= SET PROBLEM =
All of the material should be reproduced exactly, with pictures left out.

= EXCERPTED DATA =
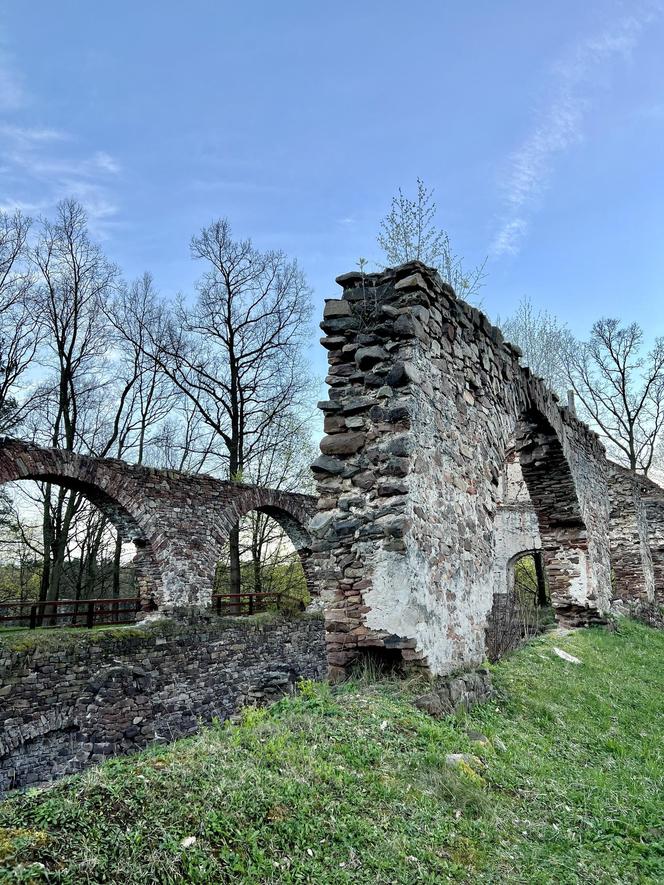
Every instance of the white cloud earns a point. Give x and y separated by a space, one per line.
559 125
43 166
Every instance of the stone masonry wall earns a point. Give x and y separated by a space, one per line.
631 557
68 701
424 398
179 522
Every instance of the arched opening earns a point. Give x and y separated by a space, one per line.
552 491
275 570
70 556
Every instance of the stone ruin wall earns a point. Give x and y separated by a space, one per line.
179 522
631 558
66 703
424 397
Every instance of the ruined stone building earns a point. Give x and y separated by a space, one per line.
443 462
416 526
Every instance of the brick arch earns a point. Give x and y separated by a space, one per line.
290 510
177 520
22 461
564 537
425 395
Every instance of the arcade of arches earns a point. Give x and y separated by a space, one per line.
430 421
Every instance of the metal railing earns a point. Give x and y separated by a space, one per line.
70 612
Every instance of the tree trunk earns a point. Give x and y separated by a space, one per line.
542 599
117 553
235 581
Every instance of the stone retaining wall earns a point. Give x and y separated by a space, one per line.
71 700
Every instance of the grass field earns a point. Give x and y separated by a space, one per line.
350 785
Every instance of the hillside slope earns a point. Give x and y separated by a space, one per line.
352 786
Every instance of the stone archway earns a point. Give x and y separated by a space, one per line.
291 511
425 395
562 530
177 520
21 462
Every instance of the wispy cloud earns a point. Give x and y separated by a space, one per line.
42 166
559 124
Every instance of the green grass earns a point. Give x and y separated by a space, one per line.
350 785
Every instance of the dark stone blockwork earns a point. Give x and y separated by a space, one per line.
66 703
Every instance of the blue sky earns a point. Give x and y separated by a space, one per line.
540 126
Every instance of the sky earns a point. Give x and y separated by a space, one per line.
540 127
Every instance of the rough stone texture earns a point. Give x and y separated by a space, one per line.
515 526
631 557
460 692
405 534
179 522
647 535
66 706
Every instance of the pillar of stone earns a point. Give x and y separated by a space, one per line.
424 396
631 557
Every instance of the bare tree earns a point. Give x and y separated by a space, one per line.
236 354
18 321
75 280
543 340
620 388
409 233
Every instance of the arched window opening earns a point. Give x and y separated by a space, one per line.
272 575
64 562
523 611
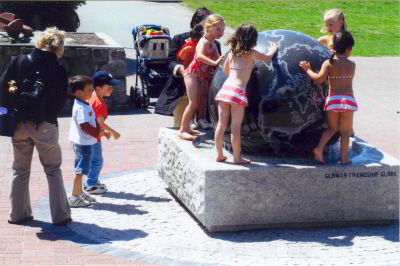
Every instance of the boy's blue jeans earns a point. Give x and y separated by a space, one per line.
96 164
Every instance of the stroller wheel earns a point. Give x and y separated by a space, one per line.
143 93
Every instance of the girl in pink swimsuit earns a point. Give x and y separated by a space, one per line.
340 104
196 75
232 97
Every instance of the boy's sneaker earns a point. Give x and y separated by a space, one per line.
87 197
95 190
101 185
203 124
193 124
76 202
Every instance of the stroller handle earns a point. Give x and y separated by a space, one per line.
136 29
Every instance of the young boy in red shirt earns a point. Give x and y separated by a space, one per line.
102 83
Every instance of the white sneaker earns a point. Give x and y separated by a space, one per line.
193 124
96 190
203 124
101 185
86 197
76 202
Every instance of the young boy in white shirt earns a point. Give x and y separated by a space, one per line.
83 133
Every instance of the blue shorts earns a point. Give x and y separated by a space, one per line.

= RESPONSE TO THIS TASK =
Every instance of the white cloud earns a point. Give x and y separated by a space, one per line.
559 125
43 166
Every instance of the stone masonry wall earns a point. Give x and y separated by a space, one per line.
631 557
68 701
424 398
179 522
Every instance of the arched opening earns a point. Give x and y separated by a space, one per line.
552 491
275 570
70 556
Every instance of the stone ruin wall earns a point. Give x and y separated by a space, one per line.
179 522
631 558
66 703
424 397
Every instance of the ruined stone building earns a point. Give x and y separated by a space, one per line.
443 462
416 526
Every instance of the brick arch earns a point. Give x and y separated by a space, one per line.
290 510
177 520
22 461
564 537
425 395
Every instance of the arcade of arches earns a point. Give x and y separated by a space, one per line.
430 421
Every instance of the metal railing earns a point. Give x and y separated by a space, one per line.
70 612
Every instance of the tree trunk earns a point. Give x and y separated by a space, one per line.
542 599
117 553
235 581
Every instance of the stone retaining wall earns a point. Give x and y separated by a space, one per line.
71 700
Every instance of the grass field earns a point. Give x and y separated by a space, one per line.
350 785
Every instance of the hillside slope earns a point. Give x and y separated by a space, one per line.
352 786
Every instance of the stone archway earns a point. Give x and y separated by a space, one per line.
291 511
425 395
562 530
177 520
21 462
Every instance of the wispy cloud earns a point. Give x and y separated by a space, one per line.
42 166
559 124
Every instance of the green grass earns a point. Give x and y separated by a space, one per line.
350 785
Every instance of the dark stone blockwork earns a point. Give x and y separated by a space, one per line.
66 703
Every instance of the blue sky earns a point. Give x and y separated by a space, one per line.
540 126
Every instance of the sky earns a point. Give x and y separated by a space, one per line.
540 127
Every instance of the rough stone texture earns a point. Give x and y separated by a space, one per line.
515 526
631 557
460 692
405 534
179 522
647 535
66 706
Every instance of the pillar of stone earns a point. Give x and y separated by a space, one per line.
424 396
631 557
Every instance of the bare tree earns a point. Give x and y separated by a space, one per line.
236 354
18 321
75 280
543 340
620 388
409 233
Every instance of the arched window opening earns a point. Give x and y separated by a space, one per line.
272 575
64 562
523 611
Every instance of the boy's blue jeans earns a point. Give x and y separated by a space, one per line.
96 164
Every instance of the stroller wheel earns a point. Give x and y separated by a space, one per line.
143 93
Every instance of the girl in pink swimsuit earns a point. Give x and y separated by a space, one per line.
340 104
196 75
232 97
Every instance of the boy's sneaker earns a point. Give x and y separated by a space, one per line.
87 197
95 190
101 185
203 124
193 124
76 202
Every instance of the stroller handle earns a point. Give x and y separated by a space, one per line.
136 29
Every instance of the young boy in red shirt earns a point. Give x and y separated by a space, one per line.
102 83
Every instance of the white sneaker earns a point. Give x and y separated by a space, one per line.
193 124
96 190
203 124
101 185
86 197
76 202
Every instance of the young boy in white shirt earns a point. Give x and y separated by a space, one per line.
83 133
Every instance of the blue shorts earns a point. Give x and y separated by a space, one per line.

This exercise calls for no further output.